[Collected data entries]
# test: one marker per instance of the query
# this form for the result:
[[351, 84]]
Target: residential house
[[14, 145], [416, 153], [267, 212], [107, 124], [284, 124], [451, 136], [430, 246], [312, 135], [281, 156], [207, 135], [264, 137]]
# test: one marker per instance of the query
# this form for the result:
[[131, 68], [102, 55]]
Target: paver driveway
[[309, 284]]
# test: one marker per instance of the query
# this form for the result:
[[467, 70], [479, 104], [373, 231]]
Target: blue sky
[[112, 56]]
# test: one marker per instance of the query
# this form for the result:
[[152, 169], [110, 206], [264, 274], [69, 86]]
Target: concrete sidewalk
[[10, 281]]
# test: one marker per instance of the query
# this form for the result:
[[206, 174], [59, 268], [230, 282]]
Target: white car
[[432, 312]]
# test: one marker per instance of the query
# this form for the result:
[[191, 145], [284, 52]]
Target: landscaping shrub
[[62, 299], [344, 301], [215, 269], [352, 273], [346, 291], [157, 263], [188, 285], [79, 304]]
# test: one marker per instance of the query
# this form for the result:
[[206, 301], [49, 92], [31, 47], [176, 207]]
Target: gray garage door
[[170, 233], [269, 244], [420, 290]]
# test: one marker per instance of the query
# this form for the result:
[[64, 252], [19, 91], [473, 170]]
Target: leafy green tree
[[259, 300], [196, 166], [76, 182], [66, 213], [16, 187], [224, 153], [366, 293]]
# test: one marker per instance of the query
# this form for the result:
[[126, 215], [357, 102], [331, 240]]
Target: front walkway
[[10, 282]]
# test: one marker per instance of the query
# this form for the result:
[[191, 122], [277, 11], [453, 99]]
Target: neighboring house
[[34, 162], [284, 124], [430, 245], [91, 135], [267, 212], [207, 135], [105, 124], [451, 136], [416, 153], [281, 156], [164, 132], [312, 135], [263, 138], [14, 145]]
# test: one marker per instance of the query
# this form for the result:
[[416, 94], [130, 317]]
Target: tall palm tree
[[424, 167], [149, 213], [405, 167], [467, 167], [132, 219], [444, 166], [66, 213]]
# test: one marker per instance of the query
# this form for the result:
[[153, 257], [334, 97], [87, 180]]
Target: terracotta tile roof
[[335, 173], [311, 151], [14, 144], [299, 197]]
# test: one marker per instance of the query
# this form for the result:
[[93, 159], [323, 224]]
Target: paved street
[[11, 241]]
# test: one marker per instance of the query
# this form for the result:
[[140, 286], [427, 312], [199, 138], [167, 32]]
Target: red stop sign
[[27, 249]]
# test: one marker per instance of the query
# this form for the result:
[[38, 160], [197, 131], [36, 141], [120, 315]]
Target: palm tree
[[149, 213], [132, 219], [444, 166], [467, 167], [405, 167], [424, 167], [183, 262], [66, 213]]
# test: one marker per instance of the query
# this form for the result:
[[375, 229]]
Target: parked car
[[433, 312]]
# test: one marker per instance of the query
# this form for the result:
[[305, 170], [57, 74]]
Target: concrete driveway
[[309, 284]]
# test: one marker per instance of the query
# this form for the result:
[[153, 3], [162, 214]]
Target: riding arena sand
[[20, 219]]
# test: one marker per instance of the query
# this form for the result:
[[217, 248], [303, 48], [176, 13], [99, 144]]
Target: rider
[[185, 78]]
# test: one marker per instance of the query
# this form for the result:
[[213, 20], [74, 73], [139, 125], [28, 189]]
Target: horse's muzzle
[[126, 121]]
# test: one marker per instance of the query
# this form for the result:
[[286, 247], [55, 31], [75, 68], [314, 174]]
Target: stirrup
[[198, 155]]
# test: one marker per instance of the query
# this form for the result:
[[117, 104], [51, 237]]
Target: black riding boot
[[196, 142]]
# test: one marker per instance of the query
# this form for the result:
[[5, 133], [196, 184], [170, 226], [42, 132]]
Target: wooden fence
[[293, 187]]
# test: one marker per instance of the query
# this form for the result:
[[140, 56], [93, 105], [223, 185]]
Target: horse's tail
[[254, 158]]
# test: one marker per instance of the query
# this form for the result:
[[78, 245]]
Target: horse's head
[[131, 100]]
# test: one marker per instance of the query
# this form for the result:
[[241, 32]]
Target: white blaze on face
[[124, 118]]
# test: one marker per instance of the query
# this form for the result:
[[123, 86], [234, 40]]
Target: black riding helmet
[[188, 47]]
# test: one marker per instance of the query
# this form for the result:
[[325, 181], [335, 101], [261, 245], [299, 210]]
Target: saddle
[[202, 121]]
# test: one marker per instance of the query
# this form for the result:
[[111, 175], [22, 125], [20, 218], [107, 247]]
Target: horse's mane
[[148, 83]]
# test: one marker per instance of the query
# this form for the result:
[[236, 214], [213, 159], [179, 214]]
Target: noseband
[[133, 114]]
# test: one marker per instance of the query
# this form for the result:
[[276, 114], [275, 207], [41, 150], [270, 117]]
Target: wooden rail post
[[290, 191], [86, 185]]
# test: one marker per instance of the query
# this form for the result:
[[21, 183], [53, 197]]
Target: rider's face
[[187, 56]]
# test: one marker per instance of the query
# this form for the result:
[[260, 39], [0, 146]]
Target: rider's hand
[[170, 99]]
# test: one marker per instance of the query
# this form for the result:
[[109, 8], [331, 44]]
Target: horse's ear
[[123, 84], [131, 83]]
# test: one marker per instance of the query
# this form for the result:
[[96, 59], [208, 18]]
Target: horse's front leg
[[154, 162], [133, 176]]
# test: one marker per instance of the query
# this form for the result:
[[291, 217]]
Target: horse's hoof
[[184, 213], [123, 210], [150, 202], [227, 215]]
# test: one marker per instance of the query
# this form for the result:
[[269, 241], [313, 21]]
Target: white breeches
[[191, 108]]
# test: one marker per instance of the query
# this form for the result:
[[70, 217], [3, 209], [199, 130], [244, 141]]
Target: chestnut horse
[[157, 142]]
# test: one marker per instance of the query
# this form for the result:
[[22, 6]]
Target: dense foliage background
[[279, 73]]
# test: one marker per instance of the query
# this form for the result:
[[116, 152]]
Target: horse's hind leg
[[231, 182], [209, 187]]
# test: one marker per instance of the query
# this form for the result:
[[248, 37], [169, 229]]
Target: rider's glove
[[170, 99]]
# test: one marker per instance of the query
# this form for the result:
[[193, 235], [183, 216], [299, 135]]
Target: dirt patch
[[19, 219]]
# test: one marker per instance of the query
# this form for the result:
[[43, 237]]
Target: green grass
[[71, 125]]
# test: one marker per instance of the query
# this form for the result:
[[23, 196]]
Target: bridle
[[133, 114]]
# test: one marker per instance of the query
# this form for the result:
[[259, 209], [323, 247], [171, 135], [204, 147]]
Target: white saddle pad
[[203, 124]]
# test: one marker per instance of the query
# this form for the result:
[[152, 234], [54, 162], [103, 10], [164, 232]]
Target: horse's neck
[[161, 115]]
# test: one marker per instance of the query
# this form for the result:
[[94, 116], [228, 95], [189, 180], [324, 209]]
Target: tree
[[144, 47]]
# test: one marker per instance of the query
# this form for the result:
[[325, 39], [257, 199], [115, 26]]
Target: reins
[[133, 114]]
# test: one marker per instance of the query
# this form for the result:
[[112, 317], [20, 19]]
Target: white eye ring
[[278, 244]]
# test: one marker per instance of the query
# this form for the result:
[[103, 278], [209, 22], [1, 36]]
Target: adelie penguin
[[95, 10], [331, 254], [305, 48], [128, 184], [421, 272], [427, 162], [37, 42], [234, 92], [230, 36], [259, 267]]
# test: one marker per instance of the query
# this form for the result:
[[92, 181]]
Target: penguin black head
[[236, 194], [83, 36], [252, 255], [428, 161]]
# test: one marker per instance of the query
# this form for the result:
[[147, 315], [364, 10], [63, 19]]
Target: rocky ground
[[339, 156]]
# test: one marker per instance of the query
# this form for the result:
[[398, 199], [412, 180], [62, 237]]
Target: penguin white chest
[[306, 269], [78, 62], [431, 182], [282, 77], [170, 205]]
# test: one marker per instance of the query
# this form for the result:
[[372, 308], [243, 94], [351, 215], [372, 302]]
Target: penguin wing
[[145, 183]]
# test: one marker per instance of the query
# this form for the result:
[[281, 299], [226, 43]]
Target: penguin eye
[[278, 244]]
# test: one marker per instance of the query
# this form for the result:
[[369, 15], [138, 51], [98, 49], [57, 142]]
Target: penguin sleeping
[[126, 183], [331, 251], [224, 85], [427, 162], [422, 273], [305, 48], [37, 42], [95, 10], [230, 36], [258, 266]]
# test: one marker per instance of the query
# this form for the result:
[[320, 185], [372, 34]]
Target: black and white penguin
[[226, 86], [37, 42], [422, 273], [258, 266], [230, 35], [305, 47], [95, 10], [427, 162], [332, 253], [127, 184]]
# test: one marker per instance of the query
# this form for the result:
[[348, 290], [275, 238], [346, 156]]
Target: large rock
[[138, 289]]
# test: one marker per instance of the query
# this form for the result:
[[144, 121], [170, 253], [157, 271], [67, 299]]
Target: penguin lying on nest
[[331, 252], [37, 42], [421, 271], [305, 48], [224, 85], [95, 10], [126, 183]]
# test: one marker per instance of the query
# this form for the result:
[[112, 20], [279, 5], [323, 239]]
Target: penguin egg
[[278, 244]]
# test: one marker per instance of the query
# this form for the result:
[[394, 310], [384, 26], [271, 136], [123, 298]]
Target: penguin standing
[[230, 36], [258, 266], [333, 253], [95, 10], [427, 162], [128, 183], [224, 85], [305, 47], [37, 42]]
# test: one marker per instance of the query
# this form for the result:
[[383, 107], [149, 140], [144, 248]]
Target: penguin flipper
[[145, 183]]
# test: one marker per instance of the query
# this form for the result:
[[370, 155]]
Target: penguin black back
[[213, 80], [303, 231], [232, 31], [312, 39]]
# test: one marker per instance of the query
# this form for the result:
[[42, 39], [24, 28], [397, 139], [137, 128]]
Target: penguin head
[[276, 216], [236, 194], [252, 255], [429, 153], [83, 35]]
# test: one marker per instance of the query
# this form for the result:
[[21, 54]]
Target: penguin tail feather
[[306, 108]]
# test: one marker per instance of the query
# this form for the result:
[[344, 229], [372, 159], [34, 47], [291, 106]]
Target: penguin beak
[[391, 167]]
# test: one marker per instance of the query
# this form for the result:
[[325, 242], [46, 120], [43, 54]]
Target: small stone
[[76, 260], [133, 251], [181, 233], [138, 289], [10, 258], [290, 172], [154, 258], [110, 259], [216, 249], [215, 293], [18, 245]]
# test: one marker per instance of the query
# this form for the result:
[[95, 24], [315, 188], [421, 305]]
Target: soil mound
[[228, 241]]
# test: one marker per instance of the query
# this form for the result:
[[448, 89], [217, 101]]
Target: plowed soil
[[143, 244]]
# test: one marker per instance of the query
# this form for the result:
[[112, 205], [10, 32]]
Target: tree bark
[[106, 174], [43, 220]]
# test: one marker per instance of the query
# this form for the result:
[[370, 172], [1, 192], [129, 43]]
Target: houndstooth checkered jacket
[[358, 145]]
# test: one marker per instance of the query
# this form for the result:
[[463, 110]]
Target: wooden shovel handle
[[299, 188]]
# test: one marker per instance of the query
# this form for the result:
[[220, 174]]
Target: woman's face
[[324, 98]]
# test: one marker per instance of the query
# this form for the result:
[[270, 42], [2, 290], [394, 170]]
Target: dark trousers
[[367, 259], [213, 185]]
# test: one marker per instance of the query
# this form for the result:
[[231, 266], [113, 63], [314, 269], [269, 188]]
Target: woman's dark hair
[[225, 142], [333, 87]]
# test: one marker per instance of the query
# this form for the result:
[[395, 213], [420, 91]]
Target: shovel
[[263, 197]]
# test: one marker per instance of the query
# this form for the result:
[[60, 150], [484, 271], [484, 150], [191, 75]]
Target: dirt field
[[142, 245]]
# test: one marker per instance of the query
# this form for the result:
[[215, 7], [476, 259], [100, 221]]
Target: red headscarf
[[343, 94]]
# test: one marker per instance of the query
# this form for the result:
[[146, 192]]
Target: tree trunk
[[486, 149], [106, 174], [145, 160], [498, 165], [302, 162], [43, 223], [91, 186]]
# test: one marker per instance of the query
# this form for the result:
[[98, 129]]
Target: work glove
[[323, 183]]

Required task. Can you gather every line of the records above that contains the string "dirt", counting only matches with the same case?

The answer.
Target: dirt patch
Target: dirt field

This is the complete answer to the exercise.